SOURCE DOCUMENT:
Wednesday, August 02, 2006

Visit Home

Elizabeth flew in a few nights ago. On the drive home she told us the story of a death. She works in an expensive restaurant in a tall building in Chicago. Only a few nights before one of her co-workers had collapsed. The restaurant manager gave him CPR, and the paramedics somewhat stabilized him in the ambulance. But at the hospital he suffered another attack (of the heart) and this time he didn't come back. His name was Raul (or Raoul, not sure). He was someone Ebe joked with all the time. A good guy, a Mexican, who liked to laugh. She was not on duty the night he went. While telling it to us, she seemed a little stunned by the fact that someone she talked to most everyday and had fun kidding around with could be here one moment and gone the next. She was also stunned by how quickly others, in her words, "move on." She didn't understand why they couldn't shut the restaurant down for a day so that everyone could make the memorial service - without realizing she'd already answered her own question. She felt bad about not being there. It hit her, she said, a couple nights later as she was driving home from work, and that's when she "got emotional." He was 34, single, with a only a sister in-country, and trying to build a life here.

Since coming to town she's had homemade pizza, the cherry dessert, brownies, and pancakes and sausage, though not all at one sitting. Yesterday she went to the beach where she and her Mom strolled among the dead jellyfish and later fell asleep on the sand, during which interlude she says she drooled on herself. Then they went to Sea Harvest for shrimp, grouper, and hush puppies and watched the pelicans land on the pilings. Tonight I'm making her steak on the grill, which will be accompanied by cornbread, a salad, corn on the cob, and potatoes with sour cream.

A few months ago a professional photographer took a publicity picture of her for the Chicago Ballet's spring performance. For all I know it's still hanging in the Ruth Page Theater. (Enlargeable twice over.)



She'll be flying out of here at the crack of dawn, on a wing and with more than a few prayers at her back.

4 comments:

TS said...

What a beautiful image. I sent it to my wife.

William Luse said...

Say hello to that good woman for me.

Anonymous said...

I miss eb's...wish she'd come home again soon!

William Luse said...

I wish you'd come home again. And don't forget the dog.

HOW TO COMPLETE THIS TASK: According to the blog post, why did Elizabeth want her restaurant to close for a day? Answer in one to three sentences.

PROVIDED MATERIAL:
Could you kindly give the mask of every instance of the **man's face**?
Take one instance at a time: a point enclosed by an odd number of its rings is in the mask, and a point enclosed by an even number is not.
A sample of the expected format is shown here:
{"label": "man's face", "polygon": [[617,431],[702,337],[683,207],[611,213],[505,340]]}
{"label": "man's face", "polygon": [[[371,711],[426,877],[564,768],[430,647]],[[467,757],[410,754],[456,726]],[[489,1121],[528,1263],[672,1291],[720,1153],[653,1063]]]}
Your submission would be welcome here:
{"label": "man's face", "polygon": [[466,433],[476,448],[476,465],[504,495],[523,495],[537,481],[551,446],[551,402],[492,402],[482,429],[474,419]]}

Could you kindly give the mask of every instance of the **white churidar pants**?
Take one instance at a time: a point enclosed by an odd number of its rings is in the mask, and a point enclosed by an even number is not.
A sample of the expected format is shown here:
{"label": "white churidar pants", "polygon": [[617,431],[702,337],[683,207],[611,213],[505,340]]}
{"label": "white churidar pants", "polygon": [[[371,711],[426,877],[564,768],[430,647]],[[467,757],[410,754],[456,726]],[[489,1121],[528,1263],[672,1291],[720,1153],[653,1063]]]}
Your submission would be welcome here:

ANSWER SPACE: She wanted the restaurant shut down for a day so that everyone could attend the memorial service for Raul, a co-worker who had died after collapsing at work.